(Given passage)
_ _ _ _

# Help Sunshine...



## bwoz (Jul 12, 2007)

That's a great idea, always looking for good cookbooks! Dumb question though, this is a "people food" cookbook right? I'm interested either way thanks for posting this.


----------



## BeauShel (May 20, 2007)

Great cookbook!! Remind me on the 23rd to order one. That is when we get paid.


----------



## AtticusJordie (Aug 15, 2006)

I downloaded the form and will be sending an order via snail mail.

Looks great!

SJ


----------



## Sunshine Goldens (Oct 31, 2005)

bwoz said:


> That's a great idea, always looking for good cookbooks! Dumb question though, this is a "people food" cookbook right? I'm interested either way thanks for posting this.


YEp...it's for people. I, however didn't contribute any recipes. I suggested directions for making reservations but it didn't make the book!


----------



## GoldenJoyx'stwo (Feb 25, 2007)

_ _ _ _

(Records shown)
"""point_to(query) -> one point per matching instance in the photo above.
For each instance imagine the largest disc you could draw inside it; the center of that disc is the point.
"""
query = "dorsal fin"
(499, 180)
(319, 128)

_ _ _ _

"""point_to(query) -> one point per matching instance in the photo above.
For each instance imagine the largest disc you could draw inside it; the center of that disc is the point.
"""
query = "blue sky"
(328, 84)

_ _ _ _

(Tasks to complete)
- A) Translate this sentence from the cookbook forum thread into Spanish: "I downloaded the form and will be sending an order via snail mail."
- B) Write the next part of the cookbook forum thread, picking up right after its final line.

(Expected responses)
- A) Descargué el formulario y enviaré un pedido por correo postal.

- B)
Sunshine Goldens said:


> YEp...it's for people. I, however didn't contribute any recipes. I suggested directions for making reservations but it didn't make the book!


Now that is just too darn funny!


----------



## Scorpio118 (Jul 9, 2007)

IVE SEEN THE BOOK!!!! ITS VERY NICE!!!!!!!! 

I have an order form sitting on my desk...........

Im going to try and "round up" some orders for you!! WOOT WOOT!!!!


----------



## MySweetPhoebe (Jun 25, 2006)

Looks great, Lisa....would love to get one....I am with you on the reservations, though :doh:


----------



## Karen519 (Aug 21, 2006)

*Lisa...*

I don't really cook from a cookbook-not really much of a cook.

I just love the COVER of your Cookbook! What a great idea!!


----------



## Rosco's Mom (May 1, 2007)

I LOVE cookbooks! i'm all over this!!


----------



## Sunshine Goldens (Oct 31, 2005)

Scorpio118 said:


> IVE SEEN THE BOOK!!!! ITS VERY NICE!!!!!!!!
> 
> I have an order form sitting on my desk...........
> 
> Im going to try and "round up" some orders for you!! WOOT WOOT!!!!


Oh how cool! You're in CT too...you must know some/one of our volunteers!!! Thanks for the round up!!!!!!!!!!!!!!!


----------



## Sunshine Goldens (Oct 31, 2005)

Karen519 said:


> I don't really cook from a cookbook-not really much of a cook.
> 
> I just love the COVER of your Cookbook! What a great idea!!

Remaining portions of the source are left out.